» Provided records:
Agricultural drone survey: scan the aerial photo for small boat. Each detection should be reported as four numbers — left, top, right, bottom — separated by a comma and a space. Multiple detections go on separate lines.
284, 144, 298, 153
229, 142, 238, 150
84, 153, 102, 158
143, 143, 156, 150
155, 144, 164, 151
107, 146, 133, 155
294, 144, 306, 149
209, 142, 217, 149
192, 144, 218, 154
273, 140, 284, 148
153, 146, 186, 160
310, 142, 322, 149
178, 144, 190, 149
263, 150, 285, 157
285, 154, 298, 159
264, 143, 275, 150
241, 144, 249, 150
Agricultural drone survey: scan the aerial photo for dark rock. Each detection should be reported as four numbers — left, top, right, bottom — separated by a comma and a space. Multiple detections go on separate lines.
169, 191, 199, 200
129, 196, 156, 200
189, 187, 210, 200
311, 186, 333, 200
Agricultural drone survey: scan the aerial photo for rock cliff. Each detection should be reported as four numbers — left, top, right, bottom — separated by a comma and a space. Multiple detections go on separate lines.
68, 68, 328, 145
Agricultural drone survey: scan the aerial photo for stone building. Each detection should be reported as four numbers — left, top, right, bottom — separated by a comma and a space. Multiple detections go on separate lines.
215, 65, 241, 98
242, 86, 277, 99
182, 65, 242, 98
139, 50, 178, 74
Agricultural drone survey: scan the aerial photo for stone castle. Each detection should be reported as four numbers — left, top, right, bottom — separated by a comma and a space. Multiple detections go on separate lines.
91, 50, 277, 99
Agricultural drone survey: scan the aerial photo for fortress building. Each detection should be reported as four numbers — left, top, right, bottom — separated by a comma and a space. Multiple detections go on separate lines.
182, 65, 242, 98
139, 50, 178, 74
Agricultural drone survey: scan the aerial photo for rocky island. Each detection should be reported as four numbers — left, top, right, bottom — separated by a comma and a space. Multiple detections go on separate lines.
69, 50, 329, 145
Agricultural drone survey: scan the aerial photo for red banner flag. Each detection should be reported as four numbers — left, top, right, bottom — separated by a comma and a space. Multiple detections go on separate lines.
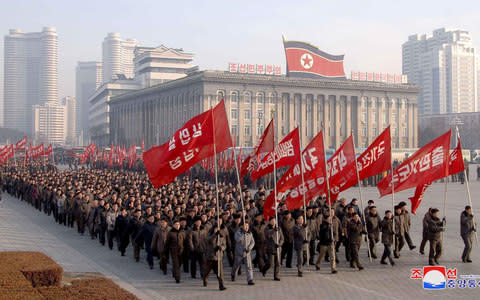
377, 130, 451, 197
0, 144, 14, 165
448, 137, 465, 175
15, 136, 27, 151
143, 100, 233, 188
25, 142, 32, 164
264, 131, 326, 219
326, 135, 357, 203
30, 143, 45, 159
409, 183, 431, 215
45, 144, 53, 156
108, 144, 113, 167
251, 128, 301, 181
240, 119, 275, 178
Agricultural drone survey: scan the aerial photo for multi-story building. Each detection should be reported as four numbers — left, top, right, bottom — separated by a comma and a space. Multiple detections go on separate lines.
33, 101, 66, 145
134, 45, 196, 88
3, 27, 58, 134
102, 33, 137, 83
402, 28, 477, 115
110, 70, 420, 150
88, 76, 140, 146
75, 61, 102, 142
60, 96, 76, 145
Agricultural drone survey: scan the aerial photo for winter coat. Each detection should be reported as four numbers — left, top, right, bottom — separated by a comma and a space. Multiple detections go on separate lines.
234, 228, 255, 257
164, 227, 185, 257
151, 225, 170, 256
347, 219, 364, 245
187, 224, 207, 253
380, 217, 394, 245
460, 211, 476, 237
293, 224, 309, 251
281, 218, 295, 243
366, 213, 381, 240
135, 221, 157, 250
206, 226, 227, 261
426, 216, 444, 241
264, 224, 284, 254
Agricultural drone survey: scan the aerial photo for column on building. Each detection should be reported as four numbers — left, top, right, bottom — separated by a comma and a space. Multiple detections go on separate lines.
333, 95, 341, 148
346, 95, 352, 138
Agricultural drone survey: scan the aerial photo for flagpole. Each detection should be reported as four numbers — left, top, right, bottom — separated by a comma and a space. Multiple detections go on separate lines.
352, 132, 372, 262
13, 146, 18, 170
270, 111, 280, 261
456, 126, 478, 246
390, 126, 396, 253
211, 105, 222, 277
297, 125, 310, 267
442, 129, 451, 242
321, 123, 336, 264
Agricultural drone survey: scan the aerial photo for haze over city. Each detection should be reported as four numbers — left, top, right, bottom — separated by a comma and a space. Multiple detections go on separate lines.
1, 0, 480, 101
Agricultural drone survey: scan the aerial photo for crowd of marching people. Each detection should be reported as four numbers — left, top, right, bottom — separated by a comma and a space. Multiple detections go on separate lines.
0, 163, 476, 291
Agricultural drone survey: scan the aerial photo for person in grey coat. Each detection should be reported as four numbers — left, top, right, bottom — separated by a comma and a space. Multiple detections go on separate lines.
293, 215, 309, 277
231, 222, 255, 285
460, 205, 476, 263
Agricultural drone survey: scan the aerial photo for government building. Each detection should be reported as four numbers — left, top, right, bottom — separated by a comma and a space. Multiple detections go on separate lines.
109, 70, 420, 151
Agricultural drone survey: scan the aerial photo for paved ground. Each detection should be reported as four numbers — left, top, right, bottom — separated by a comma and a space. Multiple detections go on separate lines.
1, 169, 480, 299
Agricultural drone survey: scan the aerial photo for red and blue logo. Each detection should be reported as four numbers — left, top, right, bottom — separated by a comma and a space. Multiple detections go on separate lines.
422, 266, 446, 289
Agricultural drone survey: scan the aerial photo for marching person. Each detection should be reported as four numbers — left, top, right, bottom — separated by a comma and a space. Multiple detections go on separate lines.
262, 216, 283, 281
280, 211, 294, 268
380, 210, 395, 266
135, 214, 157, 269
187, 216, 206, 278
460, 205, 476, 263
347, 213, 365, 271
231, 222, 255, 285
366, 206, 381, 259
115, 207, 131, 256
128, 209, 144, 262
393, 205, 405, 258
106, 203, 120, 250
293, 215, 309, 277
164, 219, 185, 283
203, 219, 227, 291
251, 213, 266, 272
427, 208, 445, 265
399, 201, 416, 250
419, 208, 433, 255
315, 211, 338, 274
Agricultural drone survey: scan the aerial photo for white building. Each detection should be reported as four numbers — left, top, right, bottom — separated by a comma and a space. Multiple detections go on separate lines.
60, 96, 76, 145
88, 76, 140, 146
134, 45, 196, 88
75, 61, 102, 142
102, 33, 137, 83
33, 101, 66, 145
402, 28, 478, 115
3, 27, 58, 134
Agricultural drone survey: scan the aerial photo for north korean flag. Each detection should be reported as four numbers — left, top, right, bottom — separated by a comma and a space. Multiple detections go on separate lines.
283, 38, 345, 79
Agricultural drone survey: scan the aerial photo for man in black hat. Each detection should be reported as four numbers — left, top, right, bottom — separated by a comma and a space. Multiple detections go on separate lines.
461, 205, 476, 263
293, 215, 309, 277
366, 205, 381, 259
280, 210, 294, 268
380, 210, 395, 266
188, 216, 206, 278
426, 208, 444, 265
135, 214, 157, 269
151, 217, 170, 273
347, 213, 365, 270
262, 216, 283, 281
251, 213, 266, 272
165, 219, 185, 283
203, 219, 227, 291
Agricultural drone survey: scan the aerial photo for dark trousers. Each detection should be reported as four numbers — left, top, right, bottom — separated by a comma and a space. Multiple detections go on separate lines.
146, 246, 154, 268
404, 231, 415, 248
281, 242, 293, 268
190, 252, 205, 278
254, 247, 266, 271
368, 235, 379, 258
107, 229, 115, 250
349, 242, 362, 268
309, 240, 316, 264
118, 236, 129, 255
131, 238, 140, 261
203, 259, 225, 288
420, 232, 428, 253
394, 235, 405, 256
98, 227, 106, 245
264, 252, 281, 279
462, 234, 473, 261
381, 243, 394, 264
67, 212, 75, 227
428, 239, 442, 264
182, 249, 189, 273
344, 238, 351, 261
76, 214, 85, 234
170, 252, 182, 282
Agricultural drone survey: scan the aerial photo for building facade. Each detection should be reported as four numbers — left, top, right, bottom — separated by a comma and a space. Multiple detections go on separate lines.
102, 33, 137, 83
110, 71, 420, 151
402, 28, 478, 115
75, 61, 102, 141
3, 27, 58, 134
134, 45, 196, 88
33, 101, 66, 145
60, 96, 76, 145
89, 77, 140, 146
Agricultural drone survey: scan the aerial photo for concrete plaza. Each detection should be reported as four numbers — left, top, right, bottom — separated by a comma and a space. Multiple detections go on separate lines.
1, 168, 480, 299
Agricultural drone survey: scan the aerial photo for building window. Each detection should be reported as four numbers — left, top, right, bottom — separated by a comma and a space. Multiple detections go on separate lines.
244, 92, 251, 105
403, 127, 407, 137
257, 93, 265, 106
362, 127, 367, 137
257, 125, 264, 136
231, 125, 238, 137
244, 109, 251, 119
216, 90, 225, 102
231, 109, 238, 120
373, 127, 377, 136
231, 91, 239, 103
244, 125, 251, 136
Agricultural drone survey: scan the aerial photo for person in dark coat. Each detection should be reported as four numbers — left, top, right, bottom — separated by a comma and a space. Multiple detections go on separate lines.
251, 213, 266, 272
280, 211, 294, 268
426, 208, 444, 265
380, 210, 395, 266
164, 219, 185, 283
293, 215, 309, 277
151, 218, 170, 274
393, 205, 405, 258
135, 214, 157, 269
315, 214, 338, 273
87, 199, 98, 239
128, 209, 144, 262
366, 206, 381, 259
419, 208, 433, 255
262, 216, 284, 281
114, 207, 130, 256
460, 206, 476, 263
187, 216, 206, 278
347, 213, 365, 270
203, 219, 227, 291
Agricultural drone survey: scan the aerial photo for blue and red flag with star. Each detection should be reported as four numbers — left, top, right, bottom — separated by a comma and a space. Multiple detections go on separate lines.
283, 37, 345, 79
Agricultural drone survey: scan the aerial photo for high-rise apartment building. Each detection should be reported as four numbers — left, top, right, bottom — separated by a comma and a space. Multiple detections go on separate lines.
134, 45, 196, 88
3, 27, 58, 134
60, 96, 76, 145
33, 100, 66, 145
102, 33, 137, 83
75, 61, 102, 140
402, 28, 477, 115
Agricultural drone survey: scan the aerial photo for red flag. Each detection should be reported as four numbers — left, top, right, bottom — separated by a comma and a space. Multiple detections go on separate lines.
25, 142, 32, 164
15, 136, 27, 151
142, 136, 145, 151
45, 144, 53, 156
448, 137, 465, 175
143, 100, 232, 188
264, 131, 325, 219
409, 183, 431, 215
251, 128, 301, 181
377, 130, 451, 197
338, 127, 391, 193
30, 143, 45, 159
108, 144, 113, 167
326, 135, 357, 203
240, 119, 275, 178
0, 144, 14, 165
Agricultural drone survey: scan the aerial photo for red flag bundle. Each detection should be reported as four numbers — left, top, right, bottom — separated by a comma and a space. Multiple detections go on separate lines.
143, 100, 232, 188
264, 131, 325, 219
0, 144, 14, 166
251, 128, 301, 181
240, 119, 274, 178
15, 136, 27, 151
25, 142, 32, 164
30, 143, 45, 159
377, 130, 451, 197
108, 144, 113, 167
45, 144, 53, 156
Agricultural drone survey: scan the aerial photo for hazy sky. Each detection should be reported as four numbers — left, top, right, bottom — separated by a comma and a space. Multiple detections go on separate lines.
1, 0, 480, 101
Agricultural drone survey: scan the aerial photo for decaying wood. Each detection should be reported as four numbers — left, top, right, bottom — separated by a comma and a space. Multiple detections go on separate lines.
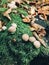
33, 32, 47, 47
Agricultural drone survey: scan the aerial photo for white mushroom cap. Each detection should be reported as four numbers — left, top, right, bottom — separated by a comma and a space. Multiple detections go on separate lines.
34, 41, 41, 48
2, 26, 7, 30
29, 37, 36, 42
11, 23, 17, 28
8, 26, 16, 33
22, 34, 29, 41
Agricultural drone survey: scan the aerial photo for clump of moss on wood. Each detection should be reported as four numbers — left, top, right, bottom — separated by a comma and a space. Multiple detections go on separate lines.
0, 13, 49, 65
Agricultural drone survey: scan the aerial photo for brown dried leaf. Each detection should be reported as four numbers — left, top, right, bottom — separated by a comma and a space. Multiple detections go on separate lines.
42, 6, 49, 11
3, 8, 12, 20
38, 29, 46, 38
44, 11, 49, 15
23, 17, 30, 23
31, 23, 45, 31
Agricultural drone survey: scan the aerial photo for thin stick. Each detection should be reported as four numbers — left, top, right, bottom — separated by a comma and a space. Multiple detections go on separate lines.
33, 32, 47, 47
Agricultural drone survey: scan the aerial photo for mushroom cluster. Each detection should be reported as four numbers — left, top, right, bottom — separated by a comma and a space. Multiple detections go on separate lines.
22, 33, 41, 48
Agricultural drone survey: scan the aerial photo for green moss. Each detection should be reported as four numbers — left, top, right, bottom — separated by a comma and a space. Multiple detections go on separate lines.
0, 8, 49, 65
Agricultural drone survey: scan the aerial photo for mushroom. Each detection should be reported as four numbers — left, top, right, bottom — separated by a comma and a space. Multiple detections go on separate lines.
8, 23, 17, 33
22, 34, 29, 41
29, 36, 36, 42
8, 26, 16, 33
33, 40, 41, 48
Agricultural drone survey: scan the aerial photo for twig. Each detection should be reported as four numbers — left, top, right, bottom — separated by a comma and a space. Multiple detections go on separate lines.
33, 32, 47, 47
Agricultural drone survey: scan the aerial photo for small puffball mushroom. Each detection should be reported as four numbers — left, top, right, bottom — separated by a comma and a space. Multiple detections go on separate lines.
2, 26, 7, 30
22, 34, 29, 41
11, 23, 17, 28
29, 37, 36, 42
8, 26, 16, 33
34, 41, 41, 48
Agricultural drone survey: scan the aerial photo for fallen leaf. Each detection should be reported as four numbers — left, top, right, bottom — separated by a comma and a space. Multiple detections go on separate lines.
3, 8, 12, 20
23, 17, 30, 23
42, 6, 49, 11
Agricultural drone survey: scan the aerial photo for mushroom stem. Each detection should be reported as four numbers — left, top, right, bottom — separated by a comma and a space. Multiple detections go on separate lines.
33, 32, 46, 47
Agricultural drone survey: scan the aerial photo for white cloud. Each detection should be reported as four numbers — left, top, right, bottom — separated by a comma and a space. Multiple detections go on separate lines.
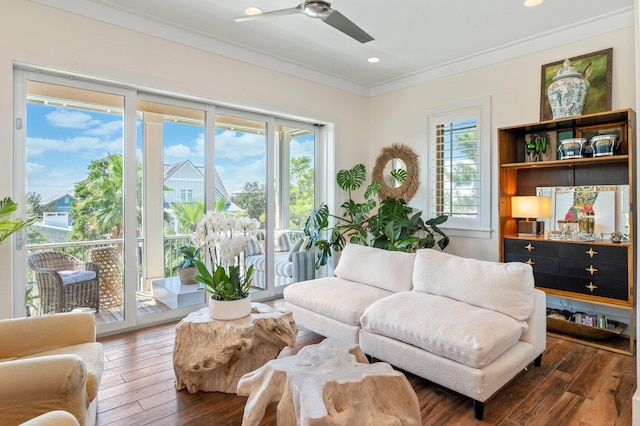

» Exercise instructions: Transcribe exactly the lines from the one with "for mushroom stem." to the last line of the records, both included, so that no picture appears in the copy.

» Solution to this problem:
Agricultural drone survey: scan the aerial photo for mushroom stem. Each detection should be reported as four numbers — left, top, right, bottom — separated by a comma and a space. Multiple detections go on separate lines.
33, 32, 46, 47
Agricultural drone survey: scan the aerial photo for white cloud. Each detection should be reported as four numbers — left, top, right, bottom — separated by a comma and a space. Multiple detections go on separate lines.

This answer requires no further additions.